> _Description of the task_
The data needs to be returned in full, exactly as it reads.

>>>>

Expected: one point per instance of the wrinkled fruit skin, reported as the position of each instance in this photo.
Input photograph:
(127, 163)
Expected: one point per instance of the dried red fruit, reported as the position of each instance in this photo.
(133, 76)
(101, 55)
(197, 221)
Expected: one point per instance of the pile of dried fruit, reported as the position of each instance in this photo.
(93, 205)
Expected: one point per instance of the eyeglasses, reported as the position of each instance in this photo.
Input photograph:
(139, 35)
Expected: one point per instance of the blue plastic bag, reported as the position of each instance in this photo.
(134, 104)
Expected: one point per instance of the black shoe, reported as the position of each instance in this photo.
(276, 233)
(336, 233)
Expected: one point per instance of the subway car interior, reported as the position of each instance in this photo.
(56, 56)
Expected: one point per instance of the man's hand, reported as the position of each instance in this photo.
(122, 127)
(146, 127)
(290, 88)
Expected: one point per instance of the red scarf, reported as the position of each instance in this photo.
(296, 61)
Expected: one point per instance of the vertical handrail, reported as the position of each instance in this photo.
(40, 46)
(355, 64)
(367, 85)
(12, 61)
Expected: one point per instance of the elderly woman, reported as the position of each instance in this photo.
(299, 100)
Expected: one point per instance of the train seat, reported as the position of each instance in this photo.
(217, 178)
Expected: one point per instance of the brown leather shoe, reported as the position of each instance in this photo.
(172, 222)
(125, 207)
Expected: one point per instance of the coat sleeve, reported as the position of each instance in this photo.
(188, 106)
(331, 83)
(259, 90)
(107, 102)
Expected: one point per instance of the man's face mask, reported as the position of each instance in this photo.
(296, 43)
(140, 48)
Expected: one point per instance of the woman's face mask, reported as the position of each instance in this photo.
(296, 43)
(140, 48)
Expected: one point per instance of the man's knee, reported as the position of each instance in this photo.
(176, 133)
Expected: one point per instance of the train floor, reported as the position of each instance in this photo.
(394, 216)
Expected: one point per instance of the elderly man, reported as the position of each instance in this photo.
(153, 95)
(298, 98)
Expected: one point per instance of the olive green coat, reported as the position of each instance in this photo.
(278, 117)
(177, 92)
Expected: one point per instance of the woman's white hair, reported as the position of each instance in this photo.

<<<<

> _Exercise result_
Expected: one point per instance of the wrinkled fruit skin, reported as the position of each instance in this photo.
Input photograph:
(127, 163)
Expected: one point per instance of the dried red fruit, reported as the position of each instance in this photo.
(133, 76)
(101, 55)
(197, 221)
Expected: one point per instance of the pile of dried fruit, reported as the position of each instance in this photo.
(93, 205)
Expected: one point per instance of the eyeglasses, reported as the position of each instance in this photo.
Input photograph:
(139, 35)
Expected: one point per instance of the blue plastic bag, reported as the position of each instance in this photo.
(134, 104)
Expected: one point per instance of the black shoe, reported as the position of each instance in this photo.
(276, 233)
(336, 233)
Expected: one point per instance of the subway car interior, reported as the position of each instance in this photo.
(56, 56)
Expected: one point per instance of the man's hand, reported as the position of each instance in this photo.
(122, 127)
(146, 127)
(290, 88)
Expected: one point per instance of the red scarf, reported as the position of each instance in this photo.
(296, 61)
Expected: one point per instance of the vertical handrail, reported as the position of each instance in this photo.
(40, 46)
(355, 64)
(367, 85)
(12, 61)
Expected: one point per instance of the elderly woman, reported as the position of each instance in this photo.
(299, 100)
Expected: one point per instance of the train seat, reported as the position of each instance in this photo.
(217, 178)
Expected: one point per instance of the brown leather shoe, reported as the position of each instance in this photo.
(172, 222)
(125, 207)
Expected: one point per instance of the coat sleeve, reported as the position of each instance in this photo.
(188, 106)
(331, 83)
(259, 90)
(107, 102)
Expected: one point per instance of the man's face mask, reported as the position of each instance in this photo.
(296, 43)
(140, 48)
Expected: one point per instance of the woman's face mask, reported as the position of each instance in this photo.
(296, 43)
(140, 48)
Expected: one point per instance of the man's knee, reported as the position of each instance in this photo.
(176, 133)
Expected: one point per instance of the train floor, reported as the position of each instance in this photo.
(394, 216)
Expected: one point per instance of the elderly man, reported as the position of each instance in this photo.
(153, 95)
(298, 98)
Expected: one point per instance of the olive green coat, reported as the position of each instance in this photo.
(278, 117)
(177, 92)
Expected: one point per instance of the woman's white hair, reported as the position of each instance in this photo.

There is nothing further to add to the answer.